▸ **Selected text**

474: Disable typos on exact word r=MarinPostma a=MarinPostma
This PR introduces the `exact_word` setting to disable typo tolerance on custom words.
If a user query contains a word from `exact_words`, no typo derivation will be made for that particular word.
I have chosen to store the words in a FST, to save on deserialization, and allow for fast lookups.
I had some trouble with the `serde` module, and had to rename it `serde_impl`.
## steps:
- [x] introduce new settings to register words to disable typos on
- [x] in `typos`, return exact match is the current word is part of the word to disable typos for.
- [x] update `Context` to return the exact words dictionary.
- [x] merge #473
Co-authored-by: ad hoc <postma.marin@protonmail.com>
473: set minimum word len for typos r=MarinPostma a=MarinPostma
this PR allows the configuration on the minimum word length for typos.
The default values are the same as previously.
## steps
- [x] introduce settings for the minimum word length for 1 and 2 typos
- [x] update the settings update flow to set this setting
- [x] create a structure `TypoConfig` to configure typo tolerance in the query builder
- [x] in `typo`, use the configuration to create the appropriate query tree node.
- [x] extend `Context` to return the setting for minimum word length for typos
- [x] return correct error message for wrong settings.
- [x] merge #469
Co-authored-by: ad hoc <postma.marin@protonmail.com>
485: fix bug on 2 typos derivation r=Kerollmops a=MarinPostma
I found a bug while working on #473. This pr fixes it and add the missing tests on word derivations.

▸ **Data excerpts**
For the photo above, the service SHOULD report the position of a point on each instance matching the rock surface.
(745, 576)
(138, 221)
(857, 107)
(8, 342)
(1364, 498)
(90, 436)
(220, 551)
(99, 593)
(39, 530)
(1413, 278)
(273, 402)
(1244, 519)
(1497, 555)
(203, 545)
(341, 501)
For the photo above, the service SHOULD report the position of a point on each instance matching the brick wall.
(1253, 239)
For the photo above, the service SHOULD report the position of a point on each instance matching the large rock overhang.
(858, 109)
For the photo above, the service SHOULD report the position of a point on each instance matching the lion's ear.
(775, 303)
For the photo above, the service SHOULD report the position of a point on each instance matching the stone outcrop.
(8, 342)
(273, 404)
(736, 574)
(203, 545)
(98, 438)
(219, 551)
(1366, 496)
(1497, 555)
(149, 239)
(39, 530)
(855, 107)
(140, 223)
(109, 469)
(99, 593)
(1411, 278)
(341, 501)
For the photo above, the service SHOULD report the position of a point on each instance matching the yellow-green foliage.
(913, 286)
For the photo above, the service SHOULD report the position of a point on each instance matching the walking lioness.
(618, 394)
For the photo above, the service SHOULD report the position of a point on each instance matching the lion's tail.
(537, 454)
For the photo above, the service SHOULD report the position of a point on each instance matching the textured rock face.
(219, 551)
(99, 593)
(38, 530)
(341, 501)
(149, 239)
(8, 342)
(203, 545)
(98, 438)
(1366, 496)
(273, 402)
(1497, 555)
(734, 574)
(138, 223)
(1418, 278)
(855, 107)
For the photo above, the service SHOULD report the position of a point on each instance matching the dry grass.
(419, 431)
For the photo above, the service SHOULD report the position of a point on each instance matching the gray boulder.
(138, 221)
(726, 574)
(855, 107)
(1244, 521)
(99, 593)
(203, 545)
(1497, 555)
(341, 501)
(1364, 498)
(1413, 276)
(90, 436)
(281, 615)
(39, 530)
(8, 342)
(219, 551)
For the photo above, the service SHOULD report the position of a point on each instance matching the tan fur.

---

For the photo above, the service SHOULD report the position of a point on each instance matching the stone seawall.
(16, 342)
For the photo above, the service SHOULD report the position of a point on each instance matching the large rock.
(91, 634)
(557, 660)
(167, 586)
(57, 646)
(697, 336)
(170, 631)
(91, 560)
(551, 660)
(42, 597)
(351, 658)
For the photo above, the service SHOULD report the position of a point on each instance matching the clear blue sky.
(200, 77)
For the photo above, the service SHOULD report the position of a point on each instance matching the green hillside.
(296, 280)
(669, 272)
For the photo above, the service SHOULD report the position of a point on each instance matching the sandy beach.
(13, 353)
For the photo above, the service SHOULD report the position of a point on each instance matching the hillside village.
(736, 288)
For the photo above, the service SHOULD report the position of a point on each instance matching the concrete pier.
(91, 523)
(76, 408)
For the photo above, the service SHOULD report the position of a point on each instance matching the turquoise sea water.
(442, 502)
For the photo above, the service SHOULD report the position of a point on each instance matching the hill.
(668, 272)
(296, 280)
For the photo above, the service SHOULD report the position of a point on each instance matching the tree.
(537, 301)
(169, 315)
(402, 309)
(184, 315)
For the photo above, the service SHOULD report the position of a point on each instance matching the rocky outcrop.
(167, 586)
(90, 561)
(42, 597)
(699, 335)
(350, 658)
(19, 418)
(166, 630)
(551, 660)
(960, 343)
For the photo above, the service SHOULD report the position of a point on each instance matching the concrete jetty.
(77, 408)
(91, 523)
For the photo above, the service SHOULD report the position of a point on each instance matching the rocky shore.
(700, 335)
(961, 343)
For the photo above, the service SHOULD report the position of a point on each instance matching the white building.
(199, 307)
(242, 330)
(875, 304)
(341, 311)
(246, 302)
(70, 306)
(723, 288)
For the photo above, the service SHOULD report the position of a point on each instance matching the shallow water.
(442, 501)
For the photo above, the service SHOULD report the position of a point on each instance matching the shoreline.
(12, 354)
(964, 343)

...

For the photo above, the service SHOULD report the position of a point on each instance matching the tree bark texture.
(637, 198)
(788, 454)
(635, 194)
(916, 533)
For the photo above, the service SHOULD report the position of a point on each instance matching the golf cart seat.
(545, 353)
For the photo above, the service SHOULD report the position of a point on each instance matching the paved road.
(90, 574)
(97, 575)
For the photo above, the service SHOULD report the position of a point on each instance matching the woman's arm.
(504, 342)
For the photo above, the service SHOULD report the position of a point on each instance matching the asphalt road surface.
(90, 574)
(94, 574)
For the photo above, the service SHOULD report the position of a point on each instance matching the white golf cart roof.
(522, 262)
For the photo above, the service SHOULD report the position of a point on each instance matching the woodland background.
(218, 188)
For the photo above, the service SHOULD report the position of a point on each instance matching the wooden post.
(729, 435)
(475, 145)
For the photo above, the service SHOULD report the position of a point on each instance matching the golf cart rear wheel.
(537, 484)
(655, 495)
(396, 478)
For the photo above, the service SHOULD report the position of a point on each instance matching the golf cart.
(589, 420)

▸ **Request**
In the pull request notes on typo tolerance, what structure holds the words from the `exact_words` setting? The items have nothing to do with what you're asked to do here.

▸ **Response to the exercise**
The words are stored in an FST.